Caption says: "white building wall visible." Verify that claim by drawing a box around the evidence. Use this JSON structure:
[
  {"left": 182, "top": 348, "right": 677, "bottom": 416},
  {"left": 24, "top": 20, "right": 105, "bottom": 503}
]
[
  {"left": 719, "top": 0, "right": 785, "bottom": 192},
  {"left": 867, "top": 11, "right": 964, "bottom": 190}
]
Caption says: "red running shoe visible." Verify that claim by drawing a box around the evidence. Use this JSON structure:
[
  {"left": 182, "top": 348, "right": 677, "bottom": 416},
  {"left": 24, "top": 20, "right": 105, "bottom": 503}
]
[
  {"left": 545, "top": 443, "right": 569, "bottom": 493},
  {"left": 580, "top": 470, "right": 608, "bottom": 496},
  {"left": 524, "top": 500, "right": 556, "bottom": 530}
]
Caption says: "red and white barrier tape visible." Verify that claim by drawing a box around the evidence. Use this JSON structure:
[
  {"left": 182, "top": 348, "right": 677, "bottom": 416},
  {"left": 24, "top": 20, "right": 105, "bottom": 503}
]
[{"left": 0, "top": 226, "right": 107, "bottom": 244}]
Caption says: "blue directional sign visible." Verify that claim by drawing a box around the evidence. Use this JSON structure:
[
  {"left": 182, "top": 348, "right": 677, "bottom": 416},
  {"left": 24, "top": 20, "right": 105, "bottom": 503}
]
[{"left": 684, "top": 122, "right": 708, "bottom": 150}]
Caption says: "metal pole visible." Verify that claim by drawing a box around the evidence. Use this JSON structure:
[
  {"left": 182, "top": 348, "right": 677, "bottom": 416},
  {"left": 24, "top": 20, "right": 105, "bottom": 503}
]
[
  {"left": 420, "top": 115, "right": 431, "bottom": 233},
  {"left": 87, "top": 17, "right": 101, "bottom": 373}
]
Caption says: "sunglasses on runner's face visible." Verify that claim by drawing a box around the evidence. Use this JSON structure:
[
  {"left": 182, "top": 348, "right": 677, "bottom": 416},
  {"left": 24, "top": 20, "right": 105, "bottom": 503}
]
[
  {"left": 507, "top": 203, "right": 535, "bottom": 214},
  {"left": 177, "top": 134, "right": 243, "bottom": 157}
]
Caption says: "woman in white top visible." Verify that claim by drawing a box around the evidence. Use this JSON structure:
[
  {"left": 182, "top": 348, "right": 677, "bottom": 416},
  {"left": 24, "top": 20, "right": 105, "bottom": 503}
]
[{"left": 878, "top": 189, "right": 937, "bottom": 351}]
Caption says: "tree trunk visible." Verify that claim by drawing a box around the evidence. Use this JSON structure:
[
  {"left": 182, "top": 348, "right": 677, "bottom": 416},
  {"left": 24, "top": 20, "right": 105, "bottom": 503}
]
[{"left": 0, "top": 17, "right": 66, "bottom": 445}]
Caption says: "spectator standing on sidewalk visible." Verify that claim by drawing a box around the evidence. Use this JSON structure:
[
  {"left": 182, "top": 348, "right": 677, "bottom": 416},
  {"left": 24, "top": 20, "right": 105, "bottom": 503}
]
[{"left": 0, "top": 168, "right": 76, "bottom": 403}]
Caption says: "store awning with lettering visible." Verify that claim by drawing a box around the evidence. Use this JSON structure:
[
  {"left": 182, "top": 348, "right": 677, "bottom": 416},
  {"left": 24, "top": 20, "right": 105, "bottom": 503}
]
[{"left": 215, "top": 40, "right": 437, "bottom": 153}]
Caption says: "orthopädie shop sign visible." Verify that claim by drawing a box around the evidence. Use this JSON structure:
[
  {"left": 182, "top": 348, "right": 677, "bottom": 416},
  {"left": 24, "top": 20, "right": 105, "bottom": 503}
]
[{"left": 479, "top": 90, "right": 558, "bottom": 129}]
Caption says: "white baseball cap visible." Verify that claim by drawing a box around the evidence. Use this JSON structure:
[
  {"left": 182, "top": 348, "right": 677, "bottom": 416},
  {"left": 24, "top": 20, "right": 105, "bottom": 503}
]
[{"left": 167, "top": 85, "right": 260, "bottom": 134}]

YOUR OBJECTIVE:
Transcribe each entry precisely, missing none.

EXERCISE RESULT:
Caption says: "white building wall visible." Verify that claim by drawing a box around the evidence. Use this JSON structure:
[
  {"left": 182, "top": 348, "right": 677, "bottom": 416},
  {"left": 24, "top": 20, "right": 105, "bottom": 503}
]
[
  {"left": 719, "top": 0, "right": 785, "bottom": 192},
  {"left": 867, "top": 11, "right": 964, "bottom": 190}
]
Caption says: "red running shoe visible." Verify that claim by drawing a box around the evidence. Use this JSON structure:
[
  {"left": 182, "top": 348, "right": 677, "bottom": 416},
  {"left": 24, "top": 20, "right": 105, "bottom": 503}
]
[
  {"left": 545, "top": 443, "right": 569, "bottom": 493},
  {"left": 580, "top": 470, "right": 608, "bottom": 496},
  {"left": 524, "top": 500, "right": 556, "bottom": 530}
]
Caption says: "red and white barrier tape visible." Verify that claim by drawing a box around the evidence. Use this JSON structure:
[
  {"left": 182, "top": 348, "right": 677, "bottom": 416},
  {"left": 24, "top": 20, "right": 105, "bottom": 503}
]
[{"left": 0, "top": 226, "right": 107, "bottom": 244}]
Caption says: "blue directional sign visible." Verify that claim by drawing a box around the evidence. Use this JSON structure:
[
  {"left": 182, "top": 348, "right": 677, "bottom": 416},
  {"left": 24, "top": 20, "right": 105, "bottom": 503}
]
[{"left": 684, "top": 122, "right": 708, "bottom": 150}]
Caption says: "metal pole visible." Verify that claim by drawing a box around the evidence. Use this JSON structure:
[
  {"left": 182, "top": 348, "right": 677, "bottom": 416},
  {"left": 24, "top": 20, "right": 105, "bottom": 503}
]
[
  {"left": 420, "top": 115, "right": 431, "bottom": 233},
  {"left": 87, "top": 17, "right": 101, "bottom": 373}
]
Caption says: "sunglasses on runner's face visible." Verify that claim by drawing a box around the evidence. Use this JSON structure:
[
  {"left": 182, "top": 348, "right": 677, "bottom": 416},
  {"left": 24, "top": 20, "right": 105, "bottom": 503}
]
[
  {"left": 507, "top": 203, "right": 535, "bottom": 214},
  {"left": 177, "top": 134, "right": 243, "bottom": 157}
]
Caption says: "woman in white top visible." Verify that claim by drawing a box around the evidence. Use this JSON structure:
[
  {"left": 182, "top": 348, "right": 677, "bottom": 416},
  {"left": 24, "top": 20, "right": 105, "bottom": 503}
]
[{"left": 878, "top": 189, "right": 937, "bottom": 351}]
Caption says: "tree trunk visible." Verify that claim by drawing a box around the evidence. Use this JSON structure:
[
  {"left": 182, "top": 348, "right": 677, "bottom": 416},
  {"left": 24, "top": 20, "right": 105, "bottom": 503}
]
[{"left": 0, "top": 17, "right": 66, "bottom": 445}]
Caption says: "spectator standing on sidewalk visible." Verify that claim by drawing a box around the evidence. Use this JSON structure:
[
  {"left": 182, "top": 348, "right": 677, "bottom": 416},
  {"left": 24, "top": 20, "right": 105, "bottom": 503}
]
[{"left": 0, "top": 168, "right": 76, "bottom": 403}]
Caption says: "store awning with lettering visible." Verify that claim by drawing a box around the evidence. Use this JSON structure:
[
  {"left": 182, "top": 348, "right": 677, "bottom": 416},
  {"left": 24, "top": 20, "right": 105, "bottom": 503}
]
[{"left": 215, "top": 40, "right": 437, "bottom": 153}]
Caption says: "orthopädie shop sign visible." Verify that claim by drawing a box around the evidence. Use this JSON structure:
[
  {"left": 182, "top": 348, "right": 677, "bottom": 416},
  {"left": 24, "top": 20, "right": 105, "bottom": 503}
]
[{"left": 479, "top": 90, "right": 558, "bottom": 129}]
Caption says: "white baseball cap visible." Verify that claim by drawing a box around the evidence. Use this JSON structure:
[
  {"left": 182, "top": 348, "right": 677, "bottom": 416},
  {"left": 24, "top": 20, "right": 105, "bottom": 503}
]
[{"left": 167, "top": 85, "right": 260, "bottom": 134}]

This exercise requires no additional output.